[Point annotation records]
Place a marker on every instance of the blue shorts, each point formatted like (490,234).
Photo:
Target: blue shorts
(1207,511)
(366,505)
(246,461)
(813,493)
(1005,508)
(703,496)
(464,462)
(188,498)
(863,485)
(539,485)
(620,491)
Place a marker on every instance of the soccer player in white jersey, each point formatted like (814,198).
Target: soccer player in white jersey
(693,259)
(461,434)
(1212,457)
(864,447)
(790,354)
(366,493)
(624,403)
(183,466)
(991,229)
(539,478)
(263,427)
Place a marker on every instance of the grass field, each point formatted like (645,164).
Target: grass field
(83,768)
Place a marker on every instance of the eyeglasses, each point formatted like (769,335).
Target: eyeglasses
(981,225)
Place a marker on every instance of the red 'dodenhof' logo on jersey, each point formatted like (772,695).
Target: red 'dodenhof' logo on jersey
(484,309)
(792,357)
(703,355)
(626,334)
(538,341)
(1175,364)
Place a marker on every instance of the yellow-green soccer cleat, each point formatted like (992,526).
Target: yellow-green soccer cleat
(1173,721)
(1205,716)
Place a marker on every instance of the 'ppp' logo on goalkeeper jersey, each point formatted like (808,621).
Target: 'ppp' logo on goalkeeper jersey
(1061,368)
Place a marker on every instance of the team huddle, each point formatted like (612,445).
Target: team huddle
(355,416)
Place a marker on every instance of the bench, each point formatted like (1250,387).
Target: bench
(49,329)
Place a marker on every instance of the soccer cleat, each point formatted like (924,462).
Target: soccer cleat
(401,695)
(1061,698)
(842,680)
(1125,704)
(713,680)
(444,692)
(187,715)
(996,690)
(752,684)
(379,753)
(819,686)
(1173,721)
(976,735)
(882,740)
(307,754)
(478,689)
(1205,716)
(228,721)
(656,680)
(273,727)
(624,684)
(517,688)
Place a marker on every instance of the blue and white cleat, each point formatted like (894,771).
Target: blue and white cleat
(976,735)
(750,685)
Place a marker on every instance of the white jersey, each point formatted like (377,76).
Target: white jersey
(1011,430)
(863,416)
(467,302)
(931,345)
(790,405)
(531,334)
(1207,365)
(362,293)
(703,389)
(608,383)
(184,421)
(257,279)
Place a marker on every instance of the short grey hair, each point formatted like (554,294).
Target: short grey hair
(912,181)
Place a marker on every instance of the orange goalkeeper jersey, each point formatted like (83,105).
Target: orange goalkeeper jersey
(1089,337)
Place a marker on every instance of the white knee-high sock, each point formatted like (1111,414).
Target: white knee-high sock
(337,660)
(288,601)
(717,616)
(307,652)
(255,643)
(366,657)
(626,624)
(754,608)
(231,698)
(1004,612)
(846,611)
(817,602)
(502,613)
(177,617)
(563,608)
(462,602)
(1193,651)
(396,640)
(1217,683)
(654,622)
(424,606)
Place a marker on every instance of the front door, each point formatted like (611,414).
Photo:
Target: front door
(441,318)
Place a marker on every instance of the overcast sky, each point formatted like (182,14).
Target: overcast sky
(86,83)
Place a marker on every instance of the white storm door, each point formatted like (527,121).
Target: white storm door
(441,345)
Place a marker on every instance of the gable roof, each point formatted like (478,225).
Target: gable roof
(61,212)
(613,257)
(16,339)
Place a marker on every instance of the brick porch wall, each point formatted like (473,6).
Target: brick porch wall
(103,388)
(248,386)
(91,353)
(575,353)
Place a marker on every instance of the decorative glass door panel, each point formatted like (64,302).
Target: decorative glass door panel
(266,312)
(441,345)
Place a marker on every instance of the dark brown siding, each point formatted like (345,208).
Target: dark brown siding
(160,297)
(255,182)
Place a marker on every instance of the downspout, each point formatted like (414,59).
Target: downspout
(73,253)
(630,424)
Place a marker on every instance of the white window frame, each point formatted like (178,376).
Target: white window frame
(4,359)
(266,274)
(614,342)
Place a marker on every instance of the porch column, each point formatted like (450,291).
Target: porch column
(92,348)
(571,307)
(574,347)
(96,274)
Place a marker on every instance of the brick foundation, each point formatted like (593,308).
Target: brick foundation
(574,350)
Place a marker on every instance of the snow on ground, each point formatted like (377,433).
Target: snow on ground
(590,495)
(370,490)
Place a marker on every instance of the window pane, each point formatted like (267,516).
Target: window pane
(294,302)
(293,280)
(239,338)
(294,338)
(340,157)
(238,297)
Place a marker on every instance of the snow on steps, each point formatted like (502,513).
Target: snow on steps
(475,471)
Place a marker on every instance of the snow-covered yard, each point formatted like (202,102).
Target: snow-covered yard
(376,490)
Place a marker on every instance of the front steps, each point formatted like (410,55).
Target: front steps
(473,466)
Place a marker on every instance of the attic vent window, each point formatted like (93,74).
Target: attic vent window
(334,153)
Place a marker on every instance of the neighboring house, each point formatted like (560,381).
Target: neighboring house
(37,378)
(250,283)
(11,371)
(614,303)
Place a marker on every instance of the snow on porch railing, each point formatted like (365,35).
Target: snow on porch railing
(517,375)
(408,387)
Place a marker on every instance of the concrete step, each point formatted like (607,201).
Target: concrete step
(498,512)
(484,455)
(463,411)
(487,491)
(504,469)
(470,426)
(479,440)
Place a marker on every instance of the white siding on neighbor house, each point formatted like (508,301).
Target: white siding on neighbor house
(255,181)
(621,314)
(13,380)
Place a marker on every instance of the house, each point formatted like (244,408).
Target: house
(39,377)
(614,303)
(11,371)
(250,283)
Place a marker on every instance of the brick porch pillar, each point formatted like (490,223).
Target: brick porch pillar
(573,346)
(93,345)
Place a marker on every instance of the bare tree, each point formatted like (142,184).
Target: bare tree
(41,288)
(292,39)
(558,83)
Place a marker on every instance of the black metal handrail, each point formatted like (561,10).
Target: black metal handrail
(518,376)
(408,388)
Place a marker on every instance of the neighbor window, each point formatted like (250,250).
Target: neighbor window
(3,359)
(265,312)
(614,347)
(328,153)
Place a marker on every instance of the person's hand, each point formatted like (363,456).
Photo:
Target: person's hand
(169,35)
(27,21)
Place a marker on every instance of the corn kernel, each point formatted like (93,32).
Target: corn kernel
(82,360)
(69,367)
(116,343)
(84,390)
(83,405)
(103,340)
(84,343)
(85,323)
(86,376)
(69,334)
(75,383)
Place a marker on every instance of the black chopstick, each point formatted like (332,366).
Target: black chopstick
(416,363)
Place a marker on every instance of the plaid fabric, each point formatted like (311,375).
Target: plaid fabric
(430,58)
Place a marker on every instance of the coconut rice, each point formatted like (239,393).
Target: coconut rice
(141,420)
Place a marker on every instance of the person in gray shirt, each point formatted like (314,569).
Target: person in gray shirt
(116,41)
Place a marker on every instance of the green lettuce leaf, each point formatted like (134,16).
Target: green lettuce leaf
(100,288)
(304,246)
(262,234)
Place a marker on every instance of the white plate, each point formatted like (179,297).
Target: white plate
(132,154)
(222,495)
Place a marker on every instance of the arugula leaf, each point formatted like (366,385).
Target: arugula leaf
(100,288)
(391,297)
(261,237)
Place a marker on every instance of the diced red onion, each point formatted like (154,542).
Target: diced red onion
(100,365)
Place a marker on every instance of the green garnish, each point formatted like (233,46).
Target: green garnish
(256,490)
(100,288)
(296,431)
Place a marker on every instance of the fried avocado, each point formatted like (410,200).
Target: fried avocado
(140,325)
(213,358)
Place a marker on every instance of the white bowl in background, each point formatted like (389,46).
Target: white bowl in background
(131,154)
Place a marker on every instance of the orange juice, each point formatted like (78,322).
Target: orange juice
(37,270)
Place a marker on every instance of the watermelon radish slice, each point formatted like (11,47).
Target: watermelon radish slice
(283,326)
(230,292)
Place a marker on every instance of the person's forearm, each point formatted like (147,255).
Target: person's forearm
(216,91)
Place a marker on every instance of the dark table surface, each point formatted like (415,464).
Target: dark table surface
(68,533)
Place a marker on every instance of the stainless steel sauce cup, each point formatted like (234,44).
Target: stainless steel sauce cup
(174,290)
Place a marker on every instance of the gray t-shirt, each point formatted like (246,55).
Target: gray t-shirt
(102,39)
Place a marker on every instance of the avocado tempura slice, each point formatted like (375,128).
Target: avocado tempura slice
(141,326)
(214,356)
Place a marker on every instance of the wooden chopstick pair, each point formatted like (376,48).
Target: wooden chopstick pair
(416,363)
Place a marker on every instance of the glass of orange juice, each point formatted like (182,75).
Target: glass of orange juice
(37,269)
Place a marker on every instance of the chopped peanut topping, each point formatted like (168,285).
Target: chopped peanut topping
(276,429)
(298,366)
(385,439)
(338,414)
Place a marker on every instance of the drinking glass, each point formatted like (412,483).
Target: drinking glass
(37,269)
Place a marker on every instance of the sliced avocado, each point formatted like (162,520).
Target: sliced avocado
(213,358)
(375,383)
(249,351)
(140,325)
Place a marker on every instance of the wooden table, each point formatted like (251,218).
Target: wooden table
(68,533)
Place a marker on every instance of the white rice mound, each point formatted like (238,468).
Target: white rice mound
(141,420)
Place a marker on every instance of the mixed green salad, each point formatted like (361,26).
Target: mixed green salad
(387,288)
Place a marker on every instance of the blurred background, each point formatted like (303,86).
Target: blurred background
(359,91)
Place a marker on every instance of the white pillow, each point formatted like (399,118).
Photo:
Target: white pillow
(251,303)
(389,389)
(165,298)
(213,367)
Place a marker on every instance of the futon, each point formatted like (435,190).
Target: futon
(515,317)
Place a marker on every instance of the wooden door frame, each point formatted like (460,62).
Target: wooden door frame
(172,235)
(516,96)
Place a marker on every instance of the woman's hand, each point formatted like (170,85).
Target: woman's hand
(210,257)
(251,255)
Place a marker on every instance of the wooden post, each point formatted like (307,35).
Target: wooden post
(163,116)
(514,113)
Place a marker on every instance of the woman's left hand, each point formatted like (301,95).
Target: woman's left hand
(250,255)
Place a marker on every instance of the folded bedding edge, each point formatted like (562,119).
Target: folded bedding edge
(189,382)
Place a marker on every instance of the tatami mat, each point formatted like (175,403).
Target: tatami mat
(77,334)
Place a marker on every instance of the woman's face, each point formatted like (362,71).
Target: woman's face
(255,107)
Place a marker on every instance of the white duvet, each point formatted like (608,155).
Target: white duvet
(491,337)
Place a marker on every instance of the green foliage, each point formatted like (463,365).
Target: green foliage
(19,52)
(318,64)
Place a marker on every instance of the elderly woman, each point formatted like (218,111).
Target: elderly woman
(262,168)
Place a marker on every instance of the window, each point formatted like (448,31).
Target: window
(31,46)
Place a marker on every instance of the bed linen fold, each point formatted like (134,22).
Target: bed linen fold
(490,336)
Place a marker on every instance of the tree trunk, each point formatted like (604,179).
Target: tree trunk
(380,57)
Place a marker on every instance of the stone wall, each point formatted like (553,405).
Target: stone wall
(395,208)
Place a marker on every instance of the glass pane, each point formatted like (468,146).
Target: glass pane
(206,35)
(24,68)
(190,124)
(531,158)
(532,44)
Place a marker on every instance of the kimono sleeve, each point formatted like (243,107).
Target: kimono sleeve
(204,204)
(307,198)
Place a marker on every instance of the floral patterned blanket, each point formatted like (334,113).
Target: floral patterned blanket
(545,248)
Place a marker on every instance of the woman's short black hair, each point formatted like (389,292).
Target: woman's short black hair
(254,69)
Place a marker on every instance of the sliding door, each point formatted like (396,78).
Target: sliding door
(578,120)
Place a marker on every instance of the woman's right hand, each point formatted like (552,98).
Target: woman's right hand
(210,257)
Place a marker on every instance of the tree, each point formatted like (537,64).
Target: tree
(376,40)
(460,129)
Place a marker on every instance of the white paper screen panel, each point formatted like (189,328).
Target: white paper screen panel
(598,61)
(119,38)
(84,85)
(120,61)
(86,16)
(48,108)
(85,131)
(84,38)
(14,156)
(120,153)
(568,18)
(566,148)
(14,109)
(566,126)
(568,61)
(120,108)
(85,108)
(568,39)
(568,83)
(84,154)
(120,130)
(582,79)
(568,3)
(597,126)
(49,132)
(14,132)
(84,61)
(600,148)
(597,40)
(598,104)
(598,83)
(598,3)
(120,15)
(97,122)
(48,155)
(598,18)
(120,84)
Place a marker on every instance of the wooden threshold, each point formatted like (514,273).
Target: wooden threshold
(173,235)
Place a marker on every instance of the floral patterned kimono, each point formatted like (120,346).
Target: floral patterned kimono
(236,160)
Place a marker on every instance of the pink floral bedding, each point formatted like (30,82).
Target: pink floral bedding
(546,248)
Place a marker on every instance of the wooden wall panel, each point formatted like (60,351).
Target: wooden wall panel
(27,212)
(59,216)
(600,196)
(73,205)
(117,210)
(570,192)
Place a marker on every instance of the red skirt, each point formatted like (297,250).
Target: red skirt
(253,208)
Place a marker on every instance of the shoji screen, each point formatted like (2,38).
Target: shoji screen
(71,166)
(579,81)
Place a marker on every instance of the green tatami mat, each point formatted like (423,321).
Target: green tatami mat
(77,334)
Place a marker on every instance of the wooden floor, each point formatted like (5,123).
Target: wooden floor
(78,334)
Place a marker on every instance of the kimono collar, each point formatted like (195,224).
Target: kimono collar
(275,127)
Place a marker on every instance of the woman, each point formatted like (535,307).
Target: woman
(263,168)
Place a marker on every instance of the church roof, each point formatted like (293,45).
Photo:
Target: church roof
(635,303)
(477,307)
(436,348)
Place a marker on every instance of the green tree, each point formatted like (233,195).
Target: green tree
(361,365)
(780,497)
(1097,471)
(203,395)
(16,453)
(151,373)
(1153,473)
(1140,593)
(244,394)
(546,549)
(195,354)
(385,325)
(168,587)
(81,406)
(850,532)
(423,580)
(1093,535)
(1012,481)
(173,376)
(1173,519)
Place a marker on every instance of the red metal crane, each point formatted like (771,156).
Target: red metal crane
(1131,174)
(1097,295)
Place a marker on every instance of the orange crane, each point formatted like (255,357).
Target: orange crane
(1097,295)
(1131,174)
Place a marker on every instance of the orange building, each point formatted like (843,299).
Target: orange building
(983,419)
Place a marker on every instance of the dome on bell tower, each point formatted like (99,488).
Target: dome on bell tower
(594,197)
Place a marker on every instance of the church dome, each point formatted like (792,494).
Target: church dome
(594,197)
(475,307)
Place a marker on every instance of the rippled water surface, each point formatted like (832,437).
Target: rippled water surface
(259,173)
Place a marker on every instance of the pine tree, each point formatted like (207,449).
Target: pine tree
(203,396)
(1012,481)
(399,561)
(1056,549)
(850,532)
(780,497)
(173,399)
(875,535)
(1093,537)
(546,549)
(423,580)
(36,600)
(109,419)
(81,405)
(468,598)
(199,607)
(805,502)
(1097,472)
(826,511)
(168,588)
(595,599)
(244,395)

→ Task brief:
Take the line with "Place a marker on every instance of the red metal" and all lines after it to the last line, and reproduce them exactly.

→ Correct result:
Place a marker on every instance of the red metal crane, each point formatted like (771,156).
Target: red metal crane
(1131,174)
(1097,295)
Place a marker on every instance of the orange crane, each point formatted like (255,357).
Target: orange crane
(1097,295)
(1131,174)
Place a marker on every instance of the orange building, each point formatted like (843,299).
Target: orange building
(983,419)
Place a marker on every instance of the dome on bell tower, each point formatted like (99,488).
Target: dome on bell tower
(594,197)
Place a marker on every instance of the church dome, each point formatted like (792,494).
Target: church dome
(594,197)
(475,307)
Place a marker on every instance of the rippled water surface, each point formatted like (832,437).
Target: rippled water surface
(259,173)
Place a marker on every instance of the pine tree, each point formatted like (207,449).
Target: pine tree
(203,396)
(1012,481)
(399,561)
(1056,549)
(850,532)
(780,497)
(173,399)
(875,535)
(1093,537)
(546,549)
(423,580)
(36,600)
(109,419)
(81,405)
(468,598)
(199,607)
(805,502)
(1097,472)
(826,511)
(168,588)
(595,599)
(244,395)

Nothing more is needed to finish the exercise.